Task to carry out. Output the records exactly as they appear, with no pictures included.

Input records.
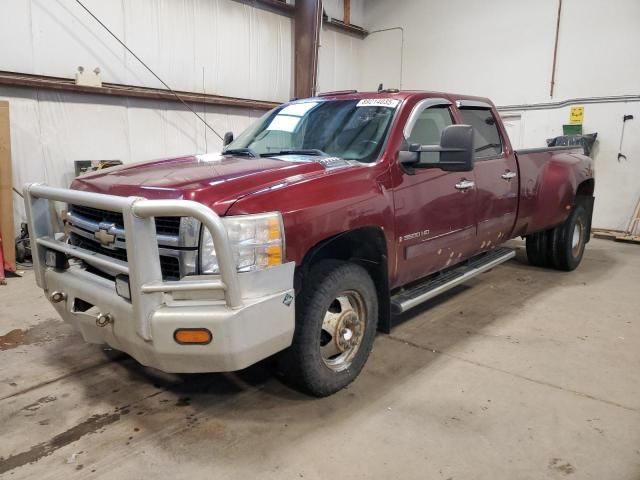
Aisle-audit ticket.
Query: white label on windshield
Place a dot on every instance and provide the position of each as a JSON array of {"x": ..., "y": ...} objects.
[{"x": 378, "y": 102}]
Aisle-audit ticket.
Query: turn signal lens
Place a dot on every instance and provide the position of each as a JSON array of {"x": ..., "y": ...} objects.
[{"x": 192, "y": 336}]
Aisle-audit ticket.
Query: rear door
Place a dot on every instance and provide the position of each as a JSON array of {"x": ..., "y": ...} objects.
[
  {"x": 434, "y": 210},
  {"x": 496, "y": 173}
]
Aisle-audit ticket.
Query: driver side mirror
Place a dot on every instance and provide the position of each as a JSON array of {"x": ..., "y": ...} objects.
[{"x": 456, "y": 152}]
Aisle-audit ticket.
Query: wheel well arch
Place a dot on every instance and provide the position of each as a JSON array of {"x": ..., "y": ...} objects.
[
  {"x": 584, "y": 197},
  {"x": 365, "y": 246}
]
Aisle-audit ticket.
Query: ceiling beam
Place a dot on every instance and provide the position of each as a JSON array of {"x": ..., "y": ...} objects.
[{"x": 14, "y": 79}]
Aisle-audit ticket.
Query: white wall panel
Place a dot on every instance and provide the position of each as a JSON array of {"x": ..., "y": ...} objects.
[
  {"x": 501, "y": 49},
  {"x": 50, "y": 130},
  {"x": 340, "y": 61},
  {"x": 64, "y": 37},
  {"x": 218, "y": 46}
]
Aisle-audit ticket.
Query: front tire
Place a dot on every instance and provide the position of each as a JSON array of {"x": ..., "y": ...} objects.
[{"x": 336, "y": 320}]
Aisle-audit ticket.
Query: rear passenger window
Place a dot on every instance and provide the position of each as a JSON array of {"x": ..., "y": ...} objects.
[
  {"x": 428, "y": 129},
  {"x": 486, "y": 137}
]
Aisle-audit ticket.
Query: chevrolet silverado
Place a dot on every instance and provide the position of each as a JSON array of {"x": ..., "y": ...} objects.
[{"x": 305, "y": 234}]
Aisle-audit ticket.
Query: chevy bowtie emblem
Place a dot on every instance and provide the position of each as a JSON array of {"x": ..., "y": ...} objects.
[{"x": 104, "y": 237}]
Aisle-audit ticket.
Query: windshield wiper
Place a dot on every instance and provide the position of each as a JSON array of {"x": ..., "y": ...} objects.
[
  {"x": 308, "y": 151},
  {"x": 241, "y": 151}
]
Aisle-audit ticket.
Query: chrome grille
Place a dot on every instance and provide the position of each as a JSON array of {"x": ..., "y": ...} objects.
[
  {"x": 170, "y": 266},
  {"x": 164, "y": 225},
  {"x": 178, "y": 251}
]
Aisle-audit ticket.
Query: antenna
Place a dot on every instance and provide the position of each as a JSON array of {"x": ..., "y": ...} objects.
[{"x": 148, "y": 68}]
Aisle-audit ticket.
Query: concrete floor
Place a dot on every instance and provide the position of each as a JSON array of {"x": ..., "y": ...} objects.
[{"x": 522, "y": 373}]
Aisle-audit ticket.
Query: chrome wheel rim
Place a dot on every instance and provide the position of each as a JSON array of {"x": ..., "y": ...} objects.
[
  {"x": 343, "y": 328},
  {"x": 577, "y": 238}
]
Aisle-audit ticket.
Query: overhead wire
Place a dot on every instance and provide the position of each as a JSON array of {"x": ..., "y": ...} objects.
[{"x": 148, "y": 68}]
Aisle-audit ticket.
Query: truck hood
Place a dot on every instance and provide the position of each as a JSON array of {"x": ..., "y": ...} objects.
[{"x": 212, "y": 179}]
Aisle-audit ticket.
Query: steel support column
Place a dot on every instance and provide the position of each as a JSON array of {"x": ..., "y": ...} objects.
[{"x": 308, "y": 18}]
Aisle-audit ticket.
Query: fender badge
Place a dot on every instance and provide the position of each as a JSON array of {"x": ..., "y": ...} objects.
[{"x": 287, "y": 300}]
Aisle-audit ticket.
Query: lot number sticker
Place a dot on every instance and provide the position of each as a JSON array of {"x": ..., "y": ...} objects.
[{"x": 378, "y": 102}]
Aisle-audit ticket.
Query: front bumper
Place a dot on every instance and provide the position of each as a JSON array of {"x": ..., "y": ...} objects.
[{"x": 251, "y": 315}]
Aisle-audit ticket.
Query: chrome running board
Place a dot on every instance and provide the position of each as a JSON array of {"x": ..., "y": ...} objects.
[{"x": 440, "y": 283}]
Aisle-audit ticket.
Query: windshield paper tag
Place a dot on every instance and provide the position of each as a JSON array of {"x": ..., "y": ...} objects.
[{"x": 378, "y": 102}]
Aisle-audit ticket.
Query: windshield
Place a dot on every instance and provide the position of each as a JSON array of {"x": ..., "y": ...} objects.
[{"x": 349, "y": 129}]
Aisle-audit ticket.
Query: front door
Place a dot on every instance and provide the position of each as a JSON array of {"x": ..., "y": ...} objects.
[
  {"x": 496, "y": 177},
  {"x": 434, "y": 210}
]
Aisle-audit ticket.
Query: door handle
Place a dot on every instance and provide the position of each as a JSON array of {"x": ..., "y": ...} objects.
[{"x": 465, "y": 185}]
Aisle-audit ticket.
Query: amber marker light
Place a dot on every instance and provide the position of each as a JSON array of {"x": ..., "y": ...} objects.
[{"x": 192, "y": 336}]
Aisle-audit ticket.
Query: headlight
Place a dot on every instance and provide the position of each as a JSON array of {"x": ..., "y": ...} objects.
[{"x": 257, "y": 242}]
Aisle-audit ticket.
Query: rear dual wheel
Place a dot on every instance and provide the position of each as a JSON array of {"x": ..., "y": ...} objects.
[{"x": 561, "y": 247}]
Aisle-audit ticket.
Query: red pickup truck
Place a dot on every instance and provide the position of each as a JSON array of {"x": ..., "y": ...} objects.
[{"x": 305, "y": 234}]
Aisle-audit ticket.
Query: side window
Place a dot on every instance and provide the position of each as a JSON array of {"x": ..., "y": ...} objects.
[
  {"x": 428, "y": 128},
  {"x": 486, "y": 137}
]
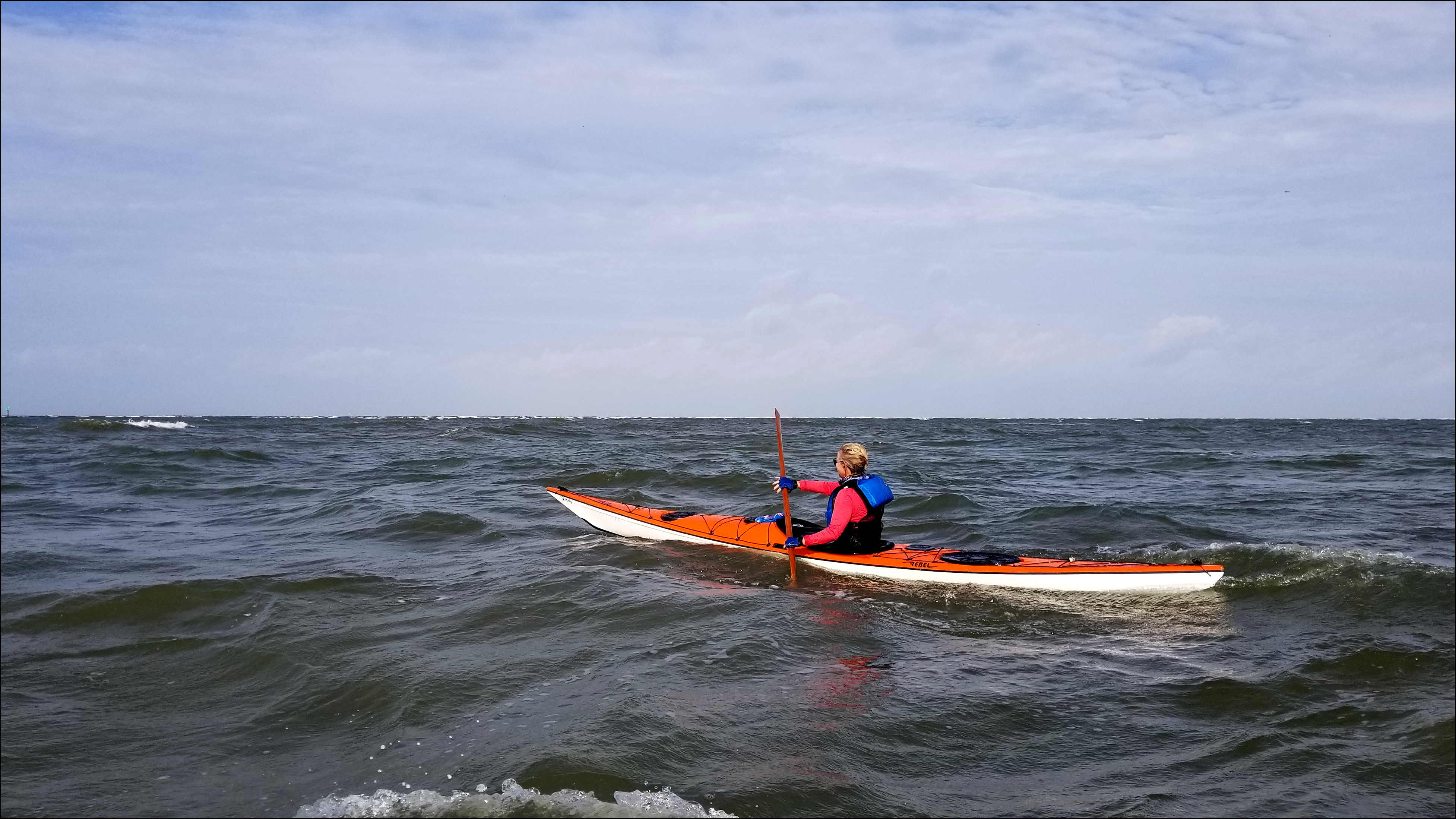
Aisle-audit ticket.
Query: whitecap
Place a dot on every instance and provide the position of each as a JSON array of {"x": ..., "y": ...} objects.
[
  {"x": 513, "y": 801},
  {"x": 161, "y": 425}
]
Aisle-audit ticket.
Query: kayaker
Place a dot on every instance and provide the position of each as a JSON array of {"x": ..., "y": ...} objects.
[{"x": 854, "y": 518}]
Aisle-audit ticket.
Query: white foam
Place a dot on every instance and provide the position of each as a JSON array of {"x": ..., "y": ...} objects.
[
  {"x": 513, "y": 801},
  {"x": 161, "y": 425}
]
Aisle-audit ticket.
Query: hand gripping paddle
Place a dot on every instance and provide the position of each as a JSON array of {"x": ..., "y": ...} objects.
[{"x": 788, "y": 519}]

Task output.
Aisle-audit ticket.
Query: white label on windshield
Place a dot on every instance and provide the position of each as a JSON array of {"x": ..., "y": ...} objects.
[{"x": 378, "y": 102}]
Aisle-audit ticket.
Query: turn signal lens
Place a dot on every instance and provide the position of each as a JSON array of {"x": ..., "y": ...} objects.
[{"x": 192, "y": 336}]
Aisle-audit ticket.
Query: rear door
Place a dot on every instance and provide the position of each as a JSON array of {"x": ..., "y": ...} objects.
[
  {"x": 434, "y": 210},
  {"x": 496, "y": 173}
]
Aisle-audit ticket.
Query: driver side mirror
Place a dot on every instance and provide the position of each as a JSON array of {"x": ..., "y": ...} objects.
[{"x": 456, "y": 152}]
Aisle-audit ticket.
Query: wheel well arch
Place a dot on every instance and provide the position of each as a JSON array of {"x": ..., "y": ...} objects.
[
  {"x": 584, "y": 197},
  {"x": 365, "y": 246}
]
Aisle-audit ticket.
Query: ceiling beam
Place a dot on every instance and provide the position of each as a JSON array of {"x": ..., "y": ...} objects.
[{"x": 14, "y": 79}]
Aisle-audit ticket.
Query: white wall panel
Place a dot on every instance and provide the position of each as a JSON array of {"x": ..., "y": ...} objects.
[
  {"x": 501, "y": 49},
  {"x": 50, "y": 130},
  {"x": 340, "y": 61},
  {"x": 64, "y": 37},
  {"x": 218, "y": 46}
]
Aisle-audit ticket.
Query: front tire
Place a dot on every instance and provide the position of each as a JSON array of {"x": ..., "y": ...} objects.
[{"x": 336, "y": 320}]
Aisle-audit ticket.
Query: rear passenger window
Place a dot on every instance and provide the position of each as a JSON array of {"x": ..., "y": ...} objects.
[
  {"x": 428, "y": 129},
  {"x": 486, "y": 137}
]
Aisle-audit ticket.
Query: chevrolet silverado
Place a dot on every instance and provide the position of each as a JSON array of {"x": ..., "y": ...} objects.
[{"x": 305, "y": 234}]
Aisle-audit ticket.
Query: chevy bowtie emblem
Place a dot on every instance and provide the position of each as a JSON array of {"x": ..., "y": ...} objects.
[{"x": 104, "y": 237}]
Aisle-audit ticket.
Query: windshield wiper
Place a dot on every instance and provide the position of each as a JSON array of {"x": ..., "y": ...} objects.
[
  {"x": 308, "y": 151},
  {"x": 241, "y": 151}
]
Aisle-audit ticket.
Query: chrome grille
Place a dot on every instance and provide the position of each as a JSON array of {"x": ..., "y": ...} objects.
[
  {"x": 170, "y": 266},
  {"x": 164, "y": 225},
  {"x": 178, "y": 251}
]
Aisle-audit ticket.
Query: antenna
Place a dot on every instance and provide the position of each as a JSON array of {"x": ..., "y": ...} objects.
[{"x": 148, "y": 68}]
Aisle-audit ticket.
Query: concrete floor
Place a dot on every instance and provide the position of each as a JSON array of {"x": ..., "y": ...} objects.
[{"x": 522, "y": 373}]
Aisle-audit ticket.
Query: chrome wheel rim
Place a dot on every instance and provide the position of each as a JSON array of {"x": ..., "y": ...} objects.
[
  {"x": 343, "y": 328},
  {"x": 577, "y": 238}
]
Aisle-audit ticket.
Query: overhead wire
Place a dot on every instance and provide the position of each as a JSON array of {"x": ..., "y": ...} objects.
[{"x": 148, "y": 68}]
Aisle-audit ticket.
Query: truck hood
Place a dot on every instance and provide the position of each as a JSON array of {"x": ..., "y": ...} objects.
[{"x": 212, "y": 179}]
Aisle-audit ticket.
Query: steel support column
Place a dot on every instance and provide the position of each as a JSON array of {"x": ..., "y": ...} objects.
[{"x": 308, "y": 18}]
Aisle-audit ticket.
Query: fender badge
Place a dot on every instance and provide the position of each as a JSON array of {"x": ..., "y": ...} objects.
[{"x": 287, "y": 300}]
Aisle-audit ticket.
Query: lot number sticker
Place a dot on every instance and provide the position of each as a JSON array of {"x": ..., "y": ...} objects.
[{"x": 378, "y": 102}]
Aisle-audit ticket.
Query: front bumper
Place a dot on every instance and provide the position of each as a JSON array of {"x": ..., "y": ...} objects.
[{"x": 251, "y": 315}]
Aisle-audit ticket.
Query: chrome running board
Place a dot on every instance and provide the position of each as a JSON array of {"x": ..., "y": ...} objects.
[{"x": 440, "y": 283}]
Aisle-audit ticket.
Query: windshield paper tag
Place a dot on every instance and provide the position of each as a JSON array of {"x": ..., "y": ...} objects.
[{"x": 378, "y": 102}]
Aisle-audit ticket.
Query: windshield
Place a dot on every instance and provide the position of each as a JSON array of {"x": ..., "y": ...} objects.
[{"x": 349, "y": 129}]
Aisle-audit ticket.
Query: front door
Place a dot on every instance and provide the position of each as a JSON array of {"x": ..., "y": ...} objects.
[
  {"x": 496, "y": 177},
  {"x": 434, "y": 210}
]
Aisle-audit ticket.
Query: door handle
Place a dot on every instance and provide the position of each as a JSON array of {"x": ..., "y": ...} objects.
[{"x": 465, "y": 185}]
Aisle-audit ticket.
Query: amber marker light
Place a dot on every instance and provide the position of each as a JSON array of {"x": ..., "y": ...} objects.
[{"x": 192, "y": 336}]
Aisle-audit ticket.
Query: headlight
Place a dot on every instance and provide the position of each as a JSON array of {"x": ..., "y": ...} objects.
[{"x": 257, "y": 242}]
Aisle-audit ticket.
Query: rear dual wheel
Place a dot on every instance and provide the position of each as a JSON array of {"x": ..., "y": ...} objects.
[{"x": 561, "y": 247}]
Aisle-audit ticket.
Query: red pickup truck
Place a dot on every instance and provide the position of each as a JSON array of {"x": ..., "y": ...} objects.
[{"x": 305, "y": 234}]
Aisle-audit ticket.
Query: side window
Place a dot on every instance and provide the position of each as a JSON array of {"x": ..., "y": ...} objects.
[
  {"x": 428, "y": 128},
  {"x": 486, "y": 137}
]
Aisle-audit ticket.
Query: whitecap
Place a dot on every instance and provide the position of each as a JSON array of {"x": ..., "y": ...} objects.
[
  {"x": 513, "y": 801},
  {"x": 161, "y": 425}
]
Aisle-audit ticket.
Query: kayaker
Place a dot on every instance and provide the position of each as a JSON array of {"x": ..., "y": ...} objects.
[{"x": 854, "y": 518}]
Aisle-audit ticket.
Query: white foam
Place a dot on every instance and provide the position of each as a JSON array of {"x": ..., "y": ...} objects.
[
  {"x": 513, "y": 801},
  {"x": 161, "y": 425}
]
Aisle-audit ticket.
Query: hand gripping paddle
Place a dot on every instance and provide the position of each as a JSON array of {"x": ..., "y": ...} objects.
[{"x": 788, "y": 519}]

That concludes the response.